§ Task item: Keeping every character intact, repeat the whole listing.

== Segment start ==

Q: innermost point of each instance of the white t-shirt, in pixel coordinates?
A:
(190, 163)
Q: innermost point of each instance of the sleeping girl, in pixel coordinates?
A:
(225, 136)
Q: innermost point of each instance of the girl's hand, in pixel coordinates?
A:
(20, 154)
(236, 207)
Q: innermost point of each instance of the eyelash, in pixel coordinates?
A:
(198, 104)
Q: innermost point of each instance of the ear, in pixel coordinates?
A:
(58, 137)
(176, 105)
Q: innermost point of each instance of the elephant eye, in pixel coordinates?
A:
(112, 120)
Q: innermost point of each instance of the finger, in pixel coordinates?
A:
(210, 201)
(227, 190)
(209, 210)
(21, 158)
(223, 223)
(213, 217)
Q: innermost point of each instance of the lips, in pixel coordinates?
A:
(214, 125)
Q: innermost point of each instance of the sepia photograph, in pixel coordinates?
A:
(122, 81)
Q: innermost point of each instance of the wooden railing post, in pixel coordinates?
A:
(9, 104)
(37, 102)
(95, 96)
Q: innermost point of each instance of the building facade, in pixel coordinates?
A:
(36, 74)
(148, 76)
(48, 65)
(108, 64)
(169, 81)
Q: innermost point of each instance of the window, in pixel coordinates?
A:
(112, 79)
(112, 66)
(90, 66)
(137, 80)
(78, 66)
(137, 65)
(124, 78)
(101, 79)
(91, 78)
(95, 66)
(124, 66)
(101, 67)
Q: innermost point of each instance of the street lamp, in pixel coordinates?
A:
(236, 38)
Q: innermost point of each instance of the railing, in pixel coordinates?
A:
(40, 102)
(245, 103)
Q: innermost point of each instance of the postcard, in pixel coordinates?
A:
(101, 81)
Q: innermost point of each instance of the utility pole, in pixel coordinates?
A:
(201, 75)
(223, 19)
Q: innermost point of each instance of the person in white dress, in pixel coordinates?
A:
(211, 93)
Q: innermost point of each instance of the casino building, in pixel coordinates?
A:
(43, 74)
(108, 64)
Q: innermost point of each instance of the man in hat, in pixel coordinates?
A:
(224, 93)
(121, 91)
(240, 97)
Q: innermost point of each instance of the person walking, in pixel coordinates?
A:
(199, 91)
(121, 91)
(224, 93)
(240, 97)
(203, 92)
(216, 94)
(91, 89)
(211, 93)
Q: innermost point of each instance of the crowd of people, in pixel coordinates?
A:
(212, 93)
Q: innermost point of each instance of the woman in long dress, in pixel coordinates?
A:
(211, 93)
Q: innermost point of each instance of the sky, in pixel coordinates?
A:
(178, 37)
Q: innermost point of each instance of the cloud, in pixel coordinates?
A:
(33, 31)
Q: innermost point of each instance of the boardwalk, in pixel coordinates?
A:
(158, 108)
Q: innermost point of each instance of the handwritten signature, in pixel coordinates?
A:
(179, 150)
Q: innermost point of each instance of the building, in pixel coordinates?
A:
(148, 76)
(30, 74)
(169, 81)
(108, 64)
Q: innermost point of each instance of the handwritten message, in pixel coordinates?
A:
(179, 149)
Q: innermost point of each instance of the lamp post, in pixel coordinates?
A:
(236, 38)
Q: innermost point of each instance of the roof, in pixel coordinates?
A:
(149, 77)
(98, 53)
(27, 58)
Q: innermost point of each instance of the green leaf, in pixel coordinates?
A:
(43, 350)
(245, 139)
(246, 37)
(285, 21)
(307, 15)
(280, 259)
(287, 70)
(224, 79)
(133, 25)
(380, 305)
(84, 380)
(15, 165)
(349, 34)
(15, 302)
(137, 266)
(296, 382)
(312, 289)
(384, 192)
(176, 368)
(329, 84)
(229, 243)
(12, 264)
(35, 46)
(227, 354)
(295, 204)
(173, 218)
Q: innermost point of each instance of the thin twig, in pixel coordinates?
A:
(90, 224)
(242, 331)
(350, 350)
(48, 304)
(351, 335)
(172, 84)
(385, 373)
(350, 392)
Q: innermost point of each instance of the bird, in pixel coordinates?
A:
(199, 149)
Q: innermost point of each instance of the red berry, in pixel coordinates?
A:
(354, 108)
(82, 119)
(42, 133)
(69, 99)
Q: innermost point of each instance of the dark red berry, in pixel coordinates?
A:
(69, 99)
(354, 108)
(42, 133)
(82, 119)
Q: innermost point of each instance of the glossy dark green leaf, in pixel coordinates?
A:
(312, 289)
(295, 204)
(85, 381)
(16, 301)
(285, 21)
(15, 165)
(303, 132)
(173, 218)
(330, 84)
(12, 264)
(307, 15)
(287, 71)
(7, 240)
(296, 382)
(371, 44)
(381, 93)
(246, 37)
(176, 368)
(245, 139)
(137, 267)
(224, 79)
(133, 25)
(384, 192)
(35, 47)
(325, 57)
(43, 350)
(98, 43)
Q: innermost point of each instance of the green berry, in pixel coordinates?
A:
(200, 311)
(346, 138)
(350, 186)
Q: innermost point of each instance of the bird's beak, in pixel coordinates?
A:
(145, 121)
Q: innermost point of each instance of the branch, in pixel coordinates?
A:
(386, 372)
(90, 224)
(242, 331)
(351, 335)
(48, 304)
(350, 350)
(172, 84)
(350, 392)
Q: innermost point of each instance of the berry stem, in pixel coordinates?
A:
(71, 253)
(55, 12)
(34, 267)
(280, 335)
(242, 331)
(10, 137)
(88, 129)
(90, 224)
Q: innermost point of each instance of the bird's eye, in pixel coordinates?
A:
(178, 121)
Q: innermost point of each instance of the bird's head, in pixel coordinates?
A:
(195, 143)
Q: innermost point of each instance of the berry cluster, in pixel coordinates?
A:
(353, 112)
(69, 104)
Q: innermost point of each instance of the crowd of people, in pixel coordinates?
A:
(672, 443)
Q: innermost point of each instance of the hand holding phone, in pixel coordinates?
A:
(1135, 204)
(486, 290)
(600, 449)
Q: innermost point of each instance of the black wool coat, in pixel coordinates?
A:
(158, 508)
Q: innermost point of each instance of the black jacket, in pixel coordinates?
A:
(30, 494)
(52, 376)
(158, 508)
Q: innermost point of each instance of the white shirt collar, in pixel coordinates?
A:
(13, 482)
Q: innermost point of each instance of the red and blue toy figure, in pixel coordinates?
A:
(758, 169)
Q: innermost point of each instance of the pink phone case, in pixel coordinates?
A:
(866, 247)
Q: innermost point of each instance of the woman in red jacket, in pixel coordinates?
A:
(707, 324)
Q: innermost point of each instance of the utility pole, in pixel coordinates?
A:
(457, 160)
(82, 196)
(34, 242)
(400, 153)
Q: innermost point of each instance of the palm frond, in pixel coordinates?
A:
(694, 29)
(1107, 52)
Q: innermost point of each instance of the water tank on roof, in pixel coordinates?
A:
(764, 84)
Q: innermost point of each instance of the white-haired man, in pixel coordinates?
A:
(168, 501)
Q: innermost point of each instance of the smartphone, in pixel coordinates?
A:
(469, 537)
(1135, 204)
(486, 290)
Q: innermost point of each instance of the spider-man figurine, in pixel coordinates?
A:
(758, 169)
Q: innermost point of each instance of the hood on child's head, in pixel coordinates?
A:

== Segment end ==

§ Exercise response:
Q: innermost point of each instance of the white t-shirt, in pixel coordinates?
A:
(190, 163)
Q: innermost point of each instance of the sleeping girl, in pixel coordinates?
A:
(225, 136)
Q: innermost point of each instance of the girl's hand, in pixel coordinates?
A:
(20, 154)
(236, 207)
Q: innermost point of each instance of the eyelash, in pixel coordinates?
A:
(198, 104)
Q: innermost point of each instance of the ear, in pixel coordinates?
A:
(58, 137)
(176, 105)
Q: innermost point of each instance of the elephant eye, in pixel coordinates?
A:
(112, 120)
Q: innermost point of each instance of the finger, in pixel coordinates?
A:
(210, 201)
(227, 190)
(209, 210)
(21, 158)
(223, 223)
(213, 217)
Q: innermost point of each instance of the lips, in pixel coordinates?
A:
(214, 125)
Q: innermost point of each instance of the sepia photograph, in pixel coordinates?
A:
(122, 81)
Q: innermost point of each instance of the wooden railing post, in pixel coordinates?
A:
(9, 104)
(37, 102)
(95, 96)
Q: innermost point of each instance of the building facade, in pixel coordinates?
A:
(36, 74)
(148, 76)
(48, 65)
(108, 64)
(169, 81)
Q: innermost point of each instance of the window, in pixel coordinates?
A:
(112, 79)
(112, 66)
(90, 66)
(137, 80)
(78, 66)
(137, 65)
(124, 78)
(101, 79)
(91, 78)
(95, 66)
(124, 66)
(101, 67)
Q: innermost point of each instance of the street lamp, in pixel coordinates?
A:
(236, 38)
Q: innermost point of each instance of the railing, in pixel coordinates?
A:
(40, 102)
(245, 103)
Q: innermost point of each instance of the postcard, in pixel coordinates?
A:
(101, 81)
Q: innermost point of each instance of the utility pole, in pixel coordinates?
A:
(201, 75)
(223, 19)
Q: innermost point of each instance of the person in white dress, in pixel coordinates?
A:
(211, 93)
Q: innermost point of each instance of the casino building, in pixel coordinates?
A:
(43, 74)
(108, 64)
Q: innermost point of each instance of the man in hat, in pixel coordinates?
A:
(224, 93)
(121, 91)
(240, 97)
Q: innermost point of each instance of the person walking, in pixel coordinates?
A:
(199, 91)
(121, 91)
(224, 93)
(240, 97)
(203, 92)
(216, 94)
(91, 89)
(211, 93)
Q: innermost point of each instance of the crowd of people, in pixel coordinates?
A:
(212, 93)
Q: innermost point of each instance of the woman in long dress, in pixel coordinates?
A:
(211, 93)
Q: innermost point of each instance of the sky, in pixel coordinates?
A:
(178, 37)
Q: innermost point of each instance of the cloud, in pixel coordinates?
A:
(33, 31)
Q: innermost point of each instance of the boardwalk, in pixel coordinates?
A:
(158, 108)
Q: innermost point of each instance of the handwritten signature, in pixel coordinates?
A:
(179, 150)
Q: innermost point of each instance of the building, in pixel coordinates?
A:
(148, 76)
(30, 74)
(169, 81)
(108, 64)
Q: innermost point of each instance of the handwritten message, in pixel coordinates?
A:
(179, 149)
Q: innermost point of each instance of the lamp post, in pixel coordinates?
A:
(236, 38)
Q: innermost point of each instance of the roof, in pixel coordinates?
A:
(149, 77)
(98, 53)
(27, 58)
Q: innermost point of each instance of the green leaf, in pixel coordinates?
A:
(43, 350)
(245, 139)
(246, 37)
(285, 21)
(307, 15)
(280, 259)
(287, 70)
(224, 79)
(133, 25)
(380, 305)
(84, 380)
(15, 165)
(349, 34)
(15, 302)
(137, 266)
(296, 382)
(312, 289)
(384, 192)
(176, 368)
(329, 84)
(229, 243)
(12, 264)
(35, 46)
(227, 354)
(295, 204)
(173, 218)
Q: innermost point of each instance of the thin twig, in pixel coordinates?
A:
(90, 224)
(242, 331)
(350, 350)
(48, 304)
(351, 335)
(172, 84)
(385, 373)
(350, 392)
Q: innermost point of each instance of the bird, in pixel coordinates?
A:
(199, 149)
Q: innermost point of each instance of the red berry, in pixel coordinates?
A:
(354, 108)
(82, 119)
(42, 133)
(69, 99)
Q: innermost point of each instance of the dark red berry, in pixel coordinates?
A:
(69, 99)
(354, 108)
(42, 133)
(82, 119)
Q: innermost point of each instance of the glossy dark green leaf, in pixel coordinates?
A:
(312, 289)
(295, 204)
(85, 381)
(16, 301)
(285, 21)
(15, 165)
(303, 132)
(173, 218)
(330, 84)
(12, 264)
(307, 15)
(287, 71)
(7, 240)
(296, 382)
(371, 44)
(381, 93)
(246, 37)
(176, 368)
(245, 139)
(137, 267)
(224, 79)
(133, 25)
(384, 192)
(35, 47)
(325, 57)
(43, 350)
(98, 43)
Q: innermost point of each instance of the green berry, in pixel coordinates?
A:
(200, 311)
(346, 138)
(350, 186)
Q: innermost point of each instance of the bird's beak, in pixel coordinates?
A:
(145, 121)
Q: innermost point of each instance of the branch, in pixel coordinates?
A:
(386, 372)
(90, 224)
(242, 331)
(351, 335)
(48, 304)
(350, 350)
(172, 84)
(350, 392)
Q: innermost point of each instance of the berry stem, in pixel coordinates?
A:
(71, 253)
(55, 12)
(34, 267)
(280, 335)
(242, 331)
(10, 137)
(88, 129)
(90, 224)
Q: innermost point of each instance of the bird's eye, in pixel coordinates?
A:
(178, 121)
Q: innermost point of each instance of the bird's head, in pixel coordinates?
A:
(195, 143)
Q: innermost point of each instance of the berry cluster, in pixel coordinates?
A:
(353, 112)
(69, 104)
Q: innermost point of each instance of the crowd of people, in pixel coordinates?
A:
(672, 443)
Q: innermost point of each instance of the hand holding phone, in pixel coordinates?
A:
(1135, 204)
(486, 290)
(600, 449)
Q: innermost point of each instance of the black wool coat, in pixel coordinates?
A:
(158, 508)
Q: innermost point of each instance of the black jacket, in pixel coordinates?
A:
(30, 494)
(52, 376)
(158, 508)
Q: innermost point of each instance of the white shirt collar, in pixel coordinates?
A:
(13, 482)
Q: innermost point of each instance of the red and blue toy figure, in pixel coordinates?
A:
(758, 169)
Q: innermost point of each instance of the pink phone case, in pixel coordinates?
A:
(866, 247)
Q: innermost point of each instance of the woman in red jacket, in pixel coordinates?
A:
(707, 324)
Q: innermost point of each instance of the utility pole, in pixel coordinates?
A:
(457, 160)
(82, 196)
(34, 242)
(400, 153)
Q: innermost point of each instance of the palm frond, in pixel coordinates?
A:
(694, 29)
(1107, 52)
Q: innermost point of each instance of the water tank on roof, in pixel coordinates?
A:
(764, 84)
Q: innermost point of each instance of the white-haired man, in pixel coordinates?
A:
(168, 501)
Q: innermost point of each instance of the smartphone, in pixel coordinates?
A:
(469, 537)
(1135, 204)
(486, 290)
Q: innermost point of each instance of the spider-man figurine, in pixel coordinates?
A:
(758, 169)
Q: innermost point of each instance of the hood on child's head, in pixel coordinates?
A:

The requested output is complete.